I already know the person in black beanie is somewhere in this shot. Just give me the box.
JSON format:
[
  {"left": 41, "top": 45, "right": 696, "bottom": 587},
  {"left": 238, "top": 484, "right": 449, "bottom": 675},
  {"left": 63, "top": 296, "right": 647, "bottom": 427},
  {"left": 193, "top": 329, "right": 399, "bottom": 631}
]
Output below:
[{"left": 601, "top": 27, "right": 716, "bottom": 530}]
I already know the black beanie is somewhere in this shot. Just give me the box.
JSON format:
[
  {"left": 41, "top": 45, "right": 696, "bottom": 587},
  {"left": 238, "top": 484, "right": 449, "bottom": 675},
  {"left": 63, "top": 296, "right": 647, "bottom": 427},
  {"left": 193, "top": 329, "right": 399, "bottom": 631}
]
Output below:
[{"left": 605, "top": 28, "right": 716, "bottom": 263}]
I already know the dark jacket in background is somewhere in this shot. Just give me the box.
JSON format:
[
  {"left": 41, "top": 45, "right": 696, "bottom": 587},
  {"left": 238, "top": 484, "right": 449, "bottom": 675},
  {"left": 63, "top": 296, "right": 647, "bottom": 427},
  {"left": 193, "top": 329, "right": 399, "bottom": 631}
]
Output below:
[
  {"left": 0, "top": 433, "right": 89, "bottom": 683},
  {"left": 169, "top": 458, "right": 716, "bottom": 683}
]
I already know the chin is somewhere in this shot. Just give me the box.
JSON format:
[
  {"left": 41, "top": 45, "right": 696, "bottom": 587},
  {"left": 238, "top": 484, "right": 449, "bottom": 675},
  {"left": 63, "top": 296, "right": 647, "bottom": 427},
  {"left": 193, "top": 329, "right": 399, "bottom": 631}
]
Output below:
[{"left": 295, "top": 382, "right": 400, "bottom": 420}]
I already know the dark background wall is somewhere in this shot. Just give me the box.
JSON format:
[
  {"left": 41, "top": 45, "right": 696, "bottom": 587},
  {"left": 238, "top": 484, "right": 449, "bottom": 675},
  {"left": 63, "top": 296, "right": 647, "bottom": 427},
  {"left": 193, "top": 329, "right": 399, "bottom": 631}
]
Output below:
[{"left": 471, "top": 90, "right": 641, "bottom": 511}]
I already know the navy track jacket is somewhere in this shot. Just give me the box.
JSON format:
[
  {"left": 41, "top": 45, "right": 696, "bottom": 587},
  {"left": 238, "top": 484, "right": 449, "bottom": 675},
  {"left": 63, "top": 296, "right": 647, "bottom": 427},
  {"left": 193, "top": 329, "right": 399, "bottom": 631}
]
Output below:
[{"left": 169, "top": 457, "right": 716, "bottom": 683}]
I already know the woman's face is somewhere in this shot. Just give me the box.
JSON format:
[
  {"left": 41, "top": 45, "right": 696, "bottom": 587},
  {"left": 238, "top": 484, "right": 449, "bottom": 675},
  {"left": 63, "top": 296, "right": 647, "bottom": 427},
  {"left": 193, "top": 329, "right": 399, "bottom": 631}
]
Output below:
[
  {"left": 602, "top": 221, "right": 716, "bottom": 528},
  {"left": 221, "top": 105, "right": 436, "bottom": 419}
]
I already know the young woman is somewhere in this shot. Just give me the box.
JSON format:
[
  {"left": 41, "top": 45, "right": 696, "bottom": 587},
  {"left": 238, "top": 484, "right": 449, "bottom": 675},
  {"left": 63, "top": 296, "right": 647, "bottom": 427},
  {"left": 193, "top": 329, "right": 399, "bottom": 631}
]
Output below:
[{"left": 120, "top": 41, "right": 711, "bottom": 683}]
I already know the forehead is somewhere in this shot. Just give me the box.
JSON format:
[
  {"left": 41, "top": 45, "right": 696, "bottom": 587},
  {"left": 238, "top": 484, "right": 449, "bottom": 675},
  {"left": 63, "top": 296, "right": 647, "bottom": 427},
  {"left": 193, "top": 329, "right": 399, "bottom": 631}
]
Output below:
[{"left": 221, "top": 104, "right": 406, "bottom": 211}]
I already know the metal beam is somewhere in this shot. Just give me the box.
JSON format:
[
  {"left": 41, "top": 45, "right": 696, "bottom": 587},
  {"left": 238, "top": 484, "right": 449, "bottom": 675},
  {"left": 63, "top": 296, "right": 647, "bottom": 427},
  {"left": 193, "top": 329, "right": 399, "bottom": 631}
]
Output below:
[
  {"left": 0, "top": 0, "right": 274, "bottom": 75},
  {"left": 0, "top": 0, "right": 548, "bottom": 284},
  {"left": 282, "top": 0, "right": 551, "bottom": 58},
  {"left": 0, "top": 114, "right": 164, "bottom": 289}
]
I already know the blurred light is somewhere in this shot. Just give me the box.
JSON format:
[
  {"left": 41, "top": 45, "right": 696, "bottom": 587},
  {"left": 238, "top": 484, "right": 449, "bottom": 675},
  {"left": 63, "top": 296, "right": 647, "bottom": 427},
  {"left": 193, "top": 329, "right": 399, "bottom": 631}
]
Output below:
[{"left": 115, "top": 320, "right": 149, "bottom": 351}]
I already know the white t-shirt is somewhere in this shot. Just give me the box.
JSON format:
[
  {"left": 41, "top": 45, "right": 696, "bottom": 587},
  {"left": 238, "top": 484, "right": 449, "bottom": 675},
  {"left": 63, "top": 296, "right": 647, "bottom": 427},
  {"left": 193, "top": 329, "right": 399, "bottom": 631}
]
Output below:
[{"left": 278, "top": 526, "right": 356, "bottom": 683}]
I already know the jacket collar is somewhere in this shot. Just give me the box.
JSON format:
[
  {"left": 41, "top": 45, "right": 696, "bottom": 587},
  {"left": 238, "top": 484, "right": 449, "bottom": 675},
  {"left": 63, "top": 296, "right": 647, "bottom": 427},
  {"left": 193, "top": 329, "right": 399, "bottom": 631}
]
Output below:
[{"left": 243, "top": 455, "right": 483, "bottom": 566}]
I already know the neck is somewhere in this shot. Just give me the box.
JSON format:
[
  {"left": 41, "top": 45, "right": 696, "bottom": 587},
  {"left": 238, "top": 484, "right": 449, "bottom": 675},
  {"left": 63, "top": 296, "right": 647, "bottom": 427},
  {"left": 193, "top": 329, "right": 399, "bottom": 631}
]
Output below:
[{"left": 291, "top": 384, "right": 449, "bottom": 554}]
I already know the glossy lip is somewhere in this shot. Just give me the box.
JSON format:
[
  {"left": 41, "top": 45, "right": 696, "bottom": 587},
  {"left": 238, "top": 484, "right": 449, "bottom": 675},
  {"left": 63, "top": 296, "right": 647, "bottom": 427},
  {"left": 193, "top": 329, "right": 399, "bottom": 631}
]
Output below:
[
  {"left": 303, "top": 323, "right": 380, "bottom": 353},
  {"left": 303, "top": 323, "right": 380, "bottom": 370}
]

_____

EXERCISE: Express each line of the material above as one string in a JSON list, and leave out any blank lines.

COMPLETE ANSWER:
[
  "I already know the person in black beanie is somewhere in this shot. Just give me the box.",
  "JSON format:",
  "[",
  "  {\"left\": 41, \"top\": 45, \"right\": 696, \"bottom\": 587},",
  "  {\"left\": 238, \"top\": 484, \"right\": 449, \"bottom\": 675},",
  "  {\"left\": 63, \"top\": 296, \"right\": 647, \"bottom\": 427},",
  "  {\"left\": 193, \"top\": 329, \"right\": 399, \"bottom\": 631}",
  "]",
  "Output below:",
  "[{\"left\": 601, \"top\": 27, \"right\": 716, \"bottom\": 530}]",
  "I already know the black beanie is somewhere in this shot. Just give me the box.",
  "JSON format:",
  "[",
  "  {\"left\": 41, \"top\": 45, \"right\": 696, \"bottom\": 587},",
  "  {\"left\": 238, \"top\": 484, \"right\": 449, \"bottom\": 675},",
  "  {\"left\": 63, \"top\": 296, \"right\": 647, \"bottom\": 427},",
  "  {\"left\": 193, \"top\": 329, \"right\": 399, \"bottom\": 631}",
  "]",
  "Output below:",
  "[{\"left\": 605, \"top\": 28, \"right\": 716, \"bottom\": 263}]",
  "I already know the dark jacket in background is somewhere in this shot. Just give me the box.",
  "JSON format:",
  "[",
  "  {\"left\": 41, \"top\": 45, \"right\": 696, \"bottom\": 587},",
  "  {\"left\": 238, \"top\": 484, \"right\": 449, \"bottom\": 675},",
  "  {\"left\": 63, \"top\": 296, \"right\": 647, \"bottom\": 427},",
  "  {\"left\": 193, \"top\": 329, \"right\": 399, \"bottom\": 631}",
  "]",
  "Output below:",
  "[",
  "  {\"left\": 0, \"top\": 433, \"right\": 89, \"bottom\": 683},",
  "  {\"left\": 169, \"top\": 458, \"right\": 716, \"bottom\": 683}",
  "]",
  "I already know the chin is somewhere in this shot. Just give me the box.",
  "JSON format:",
  "[",
  "  {\"left\": 41, \"top\": 45, \"right\": 696, \"bottom\": 587},",
  "  {\"left\": 238, \"top\": 484, \"right\": 449, \"bottom\": 675},",
  "  {\"left\": 63, \"top\": 296, \"right\": 647, \"bottom\": 427},",
  "  {\"left\": 193, \"top\": 329, \"right\": 399, \"bottom\": 631}",
  "]",
  "Output below:",
  "[{\"left\": 295, \"top\": 382, \"right\": 400, \"bottom\": 420}]",
  "I already know the dark background wall is somewhere in this shot. Just give me the box.",
  "JSON format:",
  "[",
  "  {\"left\": 41, \"top\": 45, \"right\": 696, \"bottom\": 587},",
  "  {\"left\": 238, \"top\": 484, \"right\": 449, \"bottom\": 675},",
  "  {\"left\": 63, \"top\": 296, \"right\": 647, \"bottom\": 427},",
  "  {\"left\": 193, \"top\": 329, \"right\": 399, \"bottom\": 631}",
  "]",
  "Output below:",
  "[{\"left\": 471, \"top\": 90, \"right\": 641, \"bottom\": 511}]",
  "I already know the navy track jacket is somewhere in this shot. Just give me the box.",
  "JSON format:",
  "[",
  "  {\"left\": 41, \"top\": 45, \"right\": 696, \"bottom\": 587},",
  "  {\"left\": 238, \"top\": 484, \"right\": 449, \"bottom\": 675},",
  "  {\"left\": 63, \"top\": 296, \"right\": 647, \"bottom\": 427},",
  "  {\"left\": 193, \"top\": 329, \"right\": 399, \"bottom\": 631}",
  "]",
  "Output below:",
  "[{\"left\": 169, \"top\": 457, \"right\": 716, \"bottom\": 683}]",
  "I already know the woman's face is somewhere in this shot. Just give me the box.",
  "JSON format:",
  "[",
  "  {\"left\": 41, \"top\": 45, \"right\": 696, \"bottom\": 587},",
  "  {\"left\": 238, \"top\": 484, \"right\": 449, \"bottom\": 675},",
  "  {\"left\": 63, \"top\": 296, \"right\": 647, \"bottom\": 427},",
  "  {\"left\": 193, \"top\": 329, \"right\": 399, \"bottom\": 631}",
  "]",
  "Output below:",
  "[",
  "  {\"left\": 602, \"top\": 221, \"right\": 716, \"bottom\": 528},",
  "  {\"left\": 221, \"top\": 105, \"right\": 436, \"bottom\": 419}",
  "]",
  "I already know the young woman is somewhere in this shot. Just give me the box.",
  "JSON format:",
  "[",
  "  {\"left\": 41, \"top\": 45, \"right\": 696, \"bottom\": 587},",
  "  {\"left\": 238, \"top\": 484, \"right\": 449, \"bottom\": 675},",
  "  {\"left\": 63, \"top\": 296, \"right\": 647, \"bottom\": 427},",
  "  {\"left\": 193, \"top\": 329, \"right\": 399, \"bottom\": 631}",
  "]",
  "Output below:",
  "[{\"left\": 120, \"top\": 41, \"right\": 711, \"bottom\": 683}]",
  "I already know the forehead is somewhere in this shot. Just give me the box.",
  "JSON format:",
  "[",
  "  {\"left\": 41, \"top\": 45, \"right\": 696, \"bottom\": 587},",
  "  {\"left\": 238, \"top\": 484, \"right\": 449, \"bottom\": 675},",
  "  {\"left\": 63, \"top\": 296, \"right\": 647, \"bottom\": 427},",
  "  {\"left\": 193, \"top\": 329, \"right\": 399, \"bottom\": 631}",
  "]",
  "Output below:",
  "[{\"left\": 221, \"top\": 104, \"right\": 406, \"bottom\": 211}]",
  "I already know the metal beam is somewhere in this shot. Just give me the box.",
  "JSON format:",
  "[",
  "  {\"left\": 41, \"top\": 45, \"right\": 696, \"bottom\": 587},",
  "  {\"left\": 238, \"top\": 484, \"right\": 449, \"bottom\": 675},",
  "  {\"left\": 63, \"top\": 296, \"right\": 647, \"bottom\": 427},",
  "  {\"left\": 193, \"top\": 329, \"right\": 399, \"bottom\": 631}",
  "]",
  "Output below:",
  "[",
  "  {\"left\": 0, \"top\": 0, \"right\": 274, \"bottom\": 75},",
  "  {\"left\": 0, \"top\": 0, \"right\": 548, \"bottom\": 284},",
  "  {\"left\": 282, \"top\": 0, \"right\": 551, \"bottom\": 58},",
  "  {\"left\": 0, \"top\": 114, \"right\": 164, \"bottom\": 289}",
  "]",
  "I already know the blurred light is somewhere in this shot. Just give me the box.",
  "JSON format:",
  "[",
  "  {\"left\": 41, \"top\": 45, \"right\": 696, \"bottom\": 587},",
  "  {\"left\": 238, \"top\": 484, \"right\": 449, \"bottom\": 675},",
  "  {\"left\": 63, \"top\": 296, \"right\": 647, \"bottom\": 427},",
  "  {\"left\": 193, \"top\": 329, \"right\": 399, \"bottom\": 631}",
  "]",
  "Output below:",
  "[{\"left\": 115, \"top\": 320, \"right\": 149, \"bottom\": 351}]",
  "I already know the white t-shirt is somewhere in this shot. Just give me the box.",
  "JSON format:",
  "[",
  "  {\"left\": 41, \"top\": 45, \"right\": 696, \"bottom\": 587},",
  "  {\"left\": 238, \"top\": 484, \"right\": 449, \"bottom\": 675},",
  "  {\"left\": 63, \"top\": 296, \"right\": 647, \"bottom\": 427},",
  "  {\"left\": 193, \"top\": 329, \"right\": 399, \"bottom\": 631}",
  "]",
  "Output below:",
  "[{\"left\": 278, \"top\": 526, \"right\": 356, \"bottom\": 683}]",
  "I already know the jacket collar is somewhere in this shot. Just give me the box.",
  "JSON format:",
  "[",
  "  {\"left\": 41, \"top\": 45, \"right\": 696, \"bottom\": 587},",
  "  {\"left\": 238, \"top\": 484, \"right\": 449, \"bottom\": 675},",
  "  {\"left\": 63, \"top\": 296, \"right\": 647, \"bottom\": 427},",
  "  {\"left\": 193, \"top\": 329, \"right\": 399, \"bottom\": 631}",
  "]",
  "Output below:",
  "[{\"left\": 243, \"top\": 455, \"right\": 483, \"bottom\": 566}]",
  "I already know the neck is somewhere in this shot. Just give me the box.",
  "JSON format:",
  "[",
  "  {\"left\": 41, \"top\": 45, \"right\": 696, \"bottom\": 587},",
  "  {\"left\": 238, \"top\": 484, \"right\": 449, \"bottom\": 675},",
  "  {\"left\": 63, \"top\": 296, \"right\": 647, \"bottom\": 427},",
  "  {\"left\": 193, \"top\": 329, \"right\": 399, \"bottom\": 631}",
  "]",
  "Output below:",
  "[{\"left\": 291, \"top\": 384, \"right\": 449, \"bottom\": 554}]",
  "I already know the glossy lip is somewhere in this shot. Just give me the box.",
  "JSON format:",
  "[",
  "  {\"left\": 41, \"top\": 45, \"right\": 696, \"bottom\": 587},",
  "  {\"left\": 238, \"top\": 484, \"right\": 449, \"bottom\": 675},",
  "  {\"left\": 63, \"top\": 296, \"right\": 647, \"bottom\": 427},",
  "  {\"left\": 193, \"top\": 329, \"right\": 399, \"bottom\": 631}",
  "]",
  "Output below:",
  "[",
  "  {\"left\": 303, \"top\": 323, \"right\": 380, \"bottom\": 353},",
  "  {\"left\": 303, \"top\": 323, \"right\": 380, \"bottom\": 370}",
  "]"
]